* **Instructions to follow**:
Write out the listing below line by line, changing nothing.

* **Entries shown**:
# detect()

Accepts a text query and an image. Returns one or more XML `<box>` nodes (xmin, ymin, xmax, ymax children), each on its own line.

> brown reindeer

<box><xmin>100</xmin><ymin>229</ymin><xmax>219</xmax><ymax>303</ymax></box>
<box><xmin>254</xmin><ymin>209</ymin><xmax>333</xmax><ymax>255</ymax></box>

* **Expected answer**:
# detect()

Accepts a text query and an image. Returns one or more XML `<box>` nodes (xmin, ymin, xmax, ymax children), each on its own line.

> brown reindeer

<box><xmin>100</xmin><ymin>229</ymin><xmax>219</xmax><ymax>303</ymax></box>
<box><xmin>254</xmin><ymin>209</ymin><xmax>333</xmax><ymax>255</ymax></box>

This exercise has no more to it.